──────── DONNÉES AFFICHÉES
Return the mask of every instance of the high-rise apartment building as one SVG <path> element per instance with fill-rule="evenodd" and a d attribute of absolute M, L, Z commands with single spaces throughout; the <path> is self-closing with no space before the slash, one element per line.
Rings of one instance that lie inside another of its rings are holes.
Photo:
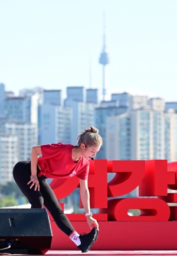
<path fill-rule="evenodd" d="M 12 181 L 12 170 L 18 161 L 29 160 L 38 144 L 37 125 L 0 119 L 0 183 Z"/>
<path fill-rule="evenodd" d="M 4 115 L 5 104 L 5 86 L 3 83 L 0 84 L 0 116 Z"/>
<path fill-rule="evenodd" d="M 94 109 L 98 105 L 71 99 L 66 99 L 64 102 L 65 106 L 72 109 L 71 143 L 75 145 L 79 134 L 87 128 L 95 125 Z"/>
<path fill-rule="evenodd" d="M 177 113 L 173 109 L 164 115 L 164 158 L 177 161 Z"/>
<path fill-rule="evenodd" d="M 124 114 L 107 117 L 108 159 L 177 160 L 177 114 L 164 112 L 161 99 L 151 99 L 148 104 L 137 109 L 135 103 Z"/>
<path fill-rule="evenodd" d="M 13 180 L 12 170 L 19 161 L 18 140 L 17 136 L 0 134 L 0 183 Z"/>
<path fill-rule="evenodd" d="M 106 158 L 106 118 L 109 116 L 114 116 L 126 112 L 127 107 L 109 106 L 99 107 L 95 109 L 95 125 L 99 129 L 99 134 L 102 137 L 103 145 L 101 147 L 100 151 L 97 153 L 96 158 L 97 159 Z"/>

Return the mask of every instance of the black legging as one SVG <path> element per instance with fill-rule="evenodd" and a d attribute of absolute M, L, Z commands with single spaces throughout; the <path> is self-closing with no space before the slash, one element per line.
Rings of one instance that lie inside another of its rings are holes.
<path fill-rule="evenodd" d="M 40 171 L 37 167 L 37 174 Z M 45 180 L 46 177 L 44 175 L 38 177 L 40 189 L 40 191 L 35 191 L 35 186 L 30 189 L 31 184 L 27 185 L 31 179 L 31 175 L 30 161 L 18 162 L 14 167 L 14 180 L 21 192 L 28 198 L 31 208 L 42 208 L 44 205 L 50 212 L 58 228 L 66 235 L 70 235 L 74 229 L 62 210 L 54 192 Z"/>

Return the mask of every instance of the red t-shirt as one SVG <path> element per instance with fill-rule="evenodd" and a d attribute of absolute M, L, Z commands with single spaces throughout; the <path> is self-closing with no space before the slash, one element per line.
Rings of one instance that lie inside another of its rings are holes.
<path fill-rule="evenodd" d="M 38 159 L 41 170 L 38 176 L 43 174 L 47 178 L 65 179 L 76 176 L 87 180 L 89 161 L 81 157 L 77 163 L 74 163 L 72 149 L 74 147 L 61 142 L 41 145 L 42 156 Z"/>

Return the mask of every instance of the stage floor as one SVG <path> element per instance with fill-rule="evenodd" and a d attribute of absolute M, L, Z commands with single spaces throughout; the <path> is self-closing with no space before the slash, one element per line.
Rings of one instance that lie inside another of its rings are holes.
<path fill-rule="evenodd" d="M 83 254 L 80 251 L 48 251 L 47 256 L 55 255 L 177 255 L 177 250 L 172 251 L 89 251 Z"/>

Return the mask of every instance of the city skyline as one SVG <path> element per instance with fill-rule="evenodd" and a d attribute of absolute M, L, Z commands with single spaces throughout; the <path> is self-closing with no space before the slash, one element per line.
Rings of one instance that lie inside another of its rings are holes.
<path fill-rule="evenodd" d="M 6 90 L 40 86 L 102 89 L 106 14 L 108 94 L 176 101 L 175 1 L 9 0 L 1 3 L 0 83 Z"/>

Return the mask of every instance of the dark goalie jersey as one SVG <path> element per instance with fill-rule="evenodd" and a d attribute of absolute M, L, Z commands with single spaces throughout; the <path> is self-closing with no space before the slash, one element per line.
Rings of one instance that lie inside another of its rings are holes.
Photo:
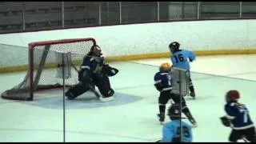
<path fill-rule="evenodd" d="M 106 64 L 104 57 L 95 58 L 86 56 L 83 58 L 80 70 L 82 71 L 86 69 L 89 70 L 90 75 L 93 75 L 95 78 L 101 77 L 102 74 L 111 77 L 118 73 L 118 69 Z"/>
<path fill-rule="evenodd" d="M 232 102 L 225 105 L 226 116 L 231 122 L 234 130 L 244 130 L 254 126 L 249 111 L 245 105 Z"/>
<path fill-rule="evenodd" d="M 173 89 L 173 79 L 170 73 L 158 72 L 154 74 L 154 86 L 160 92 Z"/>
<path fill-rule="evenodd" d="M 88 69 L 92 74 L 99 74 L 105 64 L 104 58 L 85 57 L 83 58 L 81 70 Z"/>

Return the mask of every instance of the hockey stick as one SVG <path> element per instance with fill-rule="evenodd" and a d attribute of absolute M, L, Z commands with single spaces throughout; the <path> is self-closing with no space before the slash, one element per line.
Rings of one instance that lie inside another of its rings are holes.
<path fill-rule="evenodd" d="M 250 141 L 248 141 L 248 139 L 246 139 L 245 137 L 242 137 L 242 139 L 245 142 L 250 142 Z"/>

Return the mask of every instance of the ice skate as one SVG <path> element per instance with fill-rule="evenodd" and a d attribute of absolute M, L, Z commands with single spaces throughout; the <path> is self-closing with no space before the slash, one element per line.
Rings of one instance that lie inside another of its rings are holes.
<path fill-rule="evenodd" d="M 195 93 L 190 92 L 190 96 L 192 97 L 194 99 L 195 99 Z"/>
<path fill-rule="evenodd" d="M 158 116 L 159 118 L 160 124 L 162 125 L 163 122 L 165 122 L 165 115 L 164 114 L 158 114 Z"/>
────────────────
──────── DONNÉES AFFICHÉES
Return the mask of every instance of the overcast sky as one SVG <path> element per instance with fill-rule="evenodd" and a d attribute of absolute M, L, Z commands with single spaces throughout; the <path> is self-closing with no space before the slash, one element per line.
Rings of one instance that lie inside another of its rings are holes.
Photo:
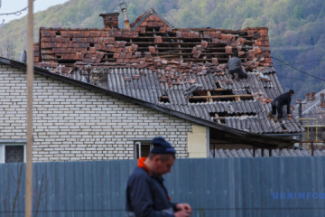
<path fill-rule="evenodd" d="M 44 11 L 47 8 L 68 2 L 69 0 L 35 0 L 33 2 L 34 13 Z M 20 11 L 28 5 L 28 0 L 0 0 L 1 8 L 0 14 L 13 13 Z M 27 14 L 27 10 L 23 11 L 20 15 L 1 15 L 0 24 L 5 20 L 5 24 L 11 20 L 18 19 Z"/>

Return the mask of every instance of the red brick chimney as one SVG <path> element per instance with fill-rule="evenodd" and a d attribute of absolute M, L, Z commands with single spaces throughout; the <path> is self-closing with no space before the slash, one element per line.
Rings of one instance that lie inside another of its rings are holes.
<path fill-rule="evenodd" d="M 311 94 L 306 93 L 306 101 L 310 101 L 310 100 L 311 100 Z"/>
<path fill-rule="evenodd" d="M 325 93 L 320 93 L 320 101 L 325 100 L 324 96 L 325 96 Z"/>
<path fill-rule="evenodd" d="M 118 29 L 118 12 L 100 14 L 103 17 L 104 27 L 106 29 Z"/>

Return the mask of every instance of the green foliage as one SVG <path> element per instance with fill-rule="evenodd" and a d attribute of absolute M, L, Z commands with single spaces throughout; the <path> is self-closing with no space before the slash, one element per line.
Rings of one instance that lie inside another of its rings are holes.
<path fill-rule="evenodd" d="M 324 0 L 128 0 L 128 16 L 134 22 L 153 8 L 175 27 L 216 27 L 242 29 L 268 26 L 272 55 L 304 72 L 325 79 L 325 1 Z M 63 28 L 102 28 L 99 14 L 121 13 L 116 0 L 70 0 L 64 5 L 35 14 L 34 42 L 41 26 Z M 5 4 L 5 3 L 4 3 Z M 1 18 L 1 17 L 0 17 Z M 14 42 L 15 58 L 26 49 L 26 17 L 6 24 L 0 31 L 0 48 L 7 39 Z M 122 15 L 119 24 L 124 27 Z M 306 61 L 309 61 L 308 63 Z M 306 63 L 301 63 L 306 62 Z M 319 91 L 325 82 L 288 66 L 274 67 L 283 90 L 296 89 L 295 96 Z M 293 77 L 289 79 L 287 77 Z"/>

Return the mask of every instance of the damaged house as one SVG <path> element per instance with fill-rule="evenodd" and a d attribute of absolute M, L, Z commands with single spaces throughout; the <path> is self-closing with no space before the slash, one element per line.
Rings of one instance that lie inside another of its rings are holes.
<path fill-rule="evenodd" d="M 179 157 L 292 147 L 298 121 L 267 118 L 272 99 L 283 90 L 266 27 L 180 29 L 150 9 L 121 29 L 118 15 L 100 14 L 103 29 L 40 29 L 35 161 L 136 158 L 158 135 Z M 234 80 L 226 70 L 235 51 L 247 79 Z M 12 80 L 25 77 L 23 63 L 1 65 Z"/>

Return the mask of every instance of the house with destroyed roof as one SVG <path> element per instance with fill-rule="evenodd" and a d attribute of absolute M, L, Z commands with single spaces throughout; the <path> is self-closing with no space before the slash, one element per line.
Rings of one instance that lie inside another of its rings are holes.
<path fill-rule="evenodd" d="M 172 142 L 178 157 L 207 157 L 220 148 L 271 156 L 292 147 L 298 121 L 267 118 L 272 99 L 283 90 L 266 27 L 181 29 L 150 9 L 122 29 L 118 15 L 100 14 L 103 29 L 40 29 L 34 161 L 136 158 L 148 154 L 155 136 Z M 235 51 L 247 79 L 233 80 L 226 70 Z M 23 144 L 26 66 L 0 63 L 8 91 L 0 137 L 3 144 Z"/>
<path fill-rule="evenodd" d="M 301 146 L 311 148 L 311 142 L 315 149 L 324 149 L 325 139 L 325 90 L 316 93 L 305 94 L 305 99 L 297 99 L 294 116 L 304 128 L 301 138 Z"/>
────────────────
§ CONSIGNE
Réécrivez sous forme de liste numérotée les lignes des données ci-dessus, en commençant par la ligne contenant « Return the mask of every instance of the overcast » et en poursuivant jusqu'à la ligne contenant « 324 0 L 128 », sans les lignes vides. Laissez les images de côté dans votre réponse.

§ RÉSULTAT ATTENDU
1. Return the mask of every instance of the overcast sky as one SVG <path> element per instance with fill-rule="evenodd" and a d attribute of absolute M, L, Z commands with single spaces throughout; the <path> is self-closing with no space before the slash, one element per line.
2. Rings of one instance that lie inside another of its rings are holes.
3. Photo:
4. <path fill-rule="evenodd" d="M 44 11 L 47 8 L 68 2 L 69 0 L 35 0 L 33 2 L 34 13 Z M 20 11 L 28 5 L 28 0 L 0 0 L 1 8 L 0 14 L 13 13 Z M 27 14 L 27 10 L 23 11 L 20 15 L 1 15 L 0 24 L 5 20 L 5 24 L 11 20 L 18 19 Z"/>
5. Return the mask of every instance of the red brick chimney as one SVG <path> element per instance with fill-rule="evenodd" and a d attribute of absolute M, L, Z commands with single spaces throughout; the <path> is self-closing with no space before the slash, one element per line.
6. Rings of one instance that lie inside another of its rings are holes.
7. <path fill-rule="evenodd" d="M 311 94 L 306 93 L 306 101 L 310 101 L 310 100 L 311 100 Z"/>
8. <path fill-rule="evenodd" d="M 325 93 L 320 93 L 320 101 L 325 100 L 324 96 L 325 96 Z"/>
9. <path fill-rule="evenodd" d="M 118 29 L 118 12 L 100 14 L 103 17 L 104 27 L 106 29 Z"/>
10. Return the mask of every instance of the green foliage as one SVG <path> element per instance with fill-rule="evenodd" and a d attribute of absolute M, L, Z commands with single spaces throughout; the <path> is self-closing with no space before the slash, one element per line.
11. Rings of one instance that lie inside another of its rings are holes.
12. <path fill-rule="evenodd" d="M 324 0 L 128 0 L 128 16 L 134 22 L 153 8 L 175 27 L 216 27 L 242 29 L 268 26 L 272 55 L 304 72 L 325 79 L 325 1 Z M 63 28 L 102 28 L 99 14 L 121 13 L 116 0 L 70 0 L 64 5 L 35 14 L 34 42 L 41 26 Z M 5 4 L 5 3 L 4 3 Z M 1 18 L 1 17 L 0 17 Z M 14 42 L 15 58 L 26 49 L 26 17 L 6 24 L 0 31 L 0 48 L 7 39 Z M 122 15 L 119 24 L 124 27 Z M 306 61 L 309 61 L 308 63 Z M 306 63 L 301 63 L 306 62 Z M 319 91 L 325 82 L 288 66 L 274 67 L 283 90 L 296 89 L 295 96 Z M 293 77 L 289 79 L 287 77 Z"/>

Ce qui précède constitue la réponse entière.